Written problem. Copy all the rows below, requests included, and shift every point coordinate in the answers by -12. Leave the numbers in the requests as they are.

Input rows.
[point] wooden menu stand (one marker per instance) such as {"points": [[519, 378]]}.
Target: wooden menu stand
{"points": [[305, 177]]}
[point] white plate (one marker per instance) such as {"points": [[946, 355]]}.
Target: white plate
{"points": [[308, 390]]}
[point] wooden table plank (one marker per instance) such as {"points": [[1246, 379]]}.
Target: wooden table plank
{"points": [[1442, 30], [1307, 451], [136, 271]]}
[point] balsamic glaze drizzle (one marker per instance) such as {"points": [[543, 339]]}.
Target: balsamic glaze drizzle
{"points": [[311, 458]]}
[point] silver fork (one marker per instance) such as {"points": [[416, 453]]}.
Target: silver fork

Written response.
[point] wooden menu stand (one marker per instance) such as {"points": [[519, 378]]}.
Target: wooden menu stand
{"points": [[293, 165]]}
[point] white plate (one marker per instance) such as {"points": [[946, 355]]}.
Target: white plate
{"points": [[296, 378]]}
[point] wooden table plank (one marker per instance) such as {"points": [[1246, 379]]}.
Target: wooden table plank
{"points": [[1430, 18], [1295, 439], [124, 259]]}
[point] balsamic glaze drizzle (one marker per instance) such as {"points": [[543, 339]]}.
Target: balsamic glaze drizzle
{"points": [[299, 446]]}
[point] silver fork (one marker per instance) such as {"points": [[416, 453]]}.
Target: silver fork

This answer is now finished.